Document:

┌────────

Fig. 3: The mechanical module of ANSYS simulation software was used to show 2-D stress distribution simulation with (a) large (50 mm) and (b) small (3 mm) folding radii, respectively. Yellow and blue indicate that the local stress is lower than the yielding strength, whereas the red color indicates that stress is near or over the yielding strength limit of, in this case, the typical OLED chemicals, common TFT array process materials, and polyimide substrate used in the sample.
A highly reliable and robust TFT backplane technology is crucial because OLED displays require a controlled amount of electrical current to be driven through
each display element independently to achieve a desired gray-scale illumination. This puts a much greater demand on the performance of the switching devices when
compared to those in a typical LCD panel element, which generally require the loading and storage of a predetermined voltage level but no continuous delivery
of current to maintain a desired gray level. Any variation in the relative performance of TFTs between display elements on a panel could result in similar visible deficiencies in the displayed image.

└────────

Problem A:
In the OLED display text, which two folding radii did the ANSYS stress simulation compare?
Problem B:
Please carry on the OLED display text from its last sentence.

Data provided:
┌────────

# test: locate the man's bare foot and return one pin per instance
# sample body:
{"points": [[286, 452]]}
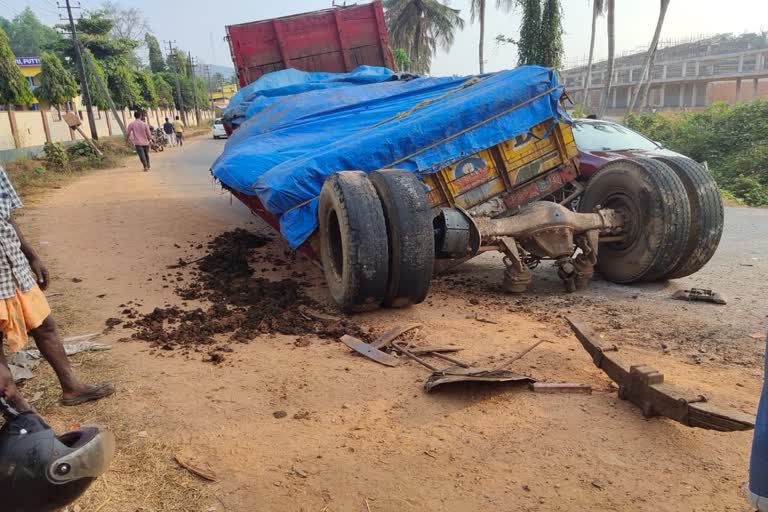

└────────

Written answer A:
A large radius of 50 mm and a small radius of 3 mm.

Written answer B:
Table 1 shows a comparison of existing TFT technology when applied to AMOLED displays. The a-Si and organic TFT technologies fall short, with lower mobility and poor electrical stress reliability. The most promising technologies used to form TFTs suitable for foldable AMOLED displays are LTPS and types of oxides (IGZO, for example). The promised advantages of oxide TFTs include lower manufacturing costs and better uniformity than LTPS. However, the reproducibility of oxide TFTs is currently still a challenge and has for some time kept this technology from being used in mass-market production.10
Up until now, there have only been a small number of companies, such as Sharp and LG Display, that are capable of manufacturing IGZO-TFT backplanes for LCDs with limited output. Therefore, until oxide-TFT technology is ready, LTPS-TFTs remain the dominant choice for AMOLED driving.
The major issue with using LTPS-TFTs for foldable displays is the high process temperature required, which limits the choice of plastic substrate. However, the FlexUP technology proposed by DTC addresses this issue. After surveying various material sources, including those originated at ITRI, DTC confirmed that certain specific grades of yellowish polyimide (PI) formulations could provide an ultra-low coefficient of thermal expansion (CTE) – less than 10 ppm/°C – and at a high glass-transition temperature approaching 500°C. The LTPS-TFT process developed at DTC, along with its FlexUP technology and PI material, can be carried out at temperatures up to 450°C.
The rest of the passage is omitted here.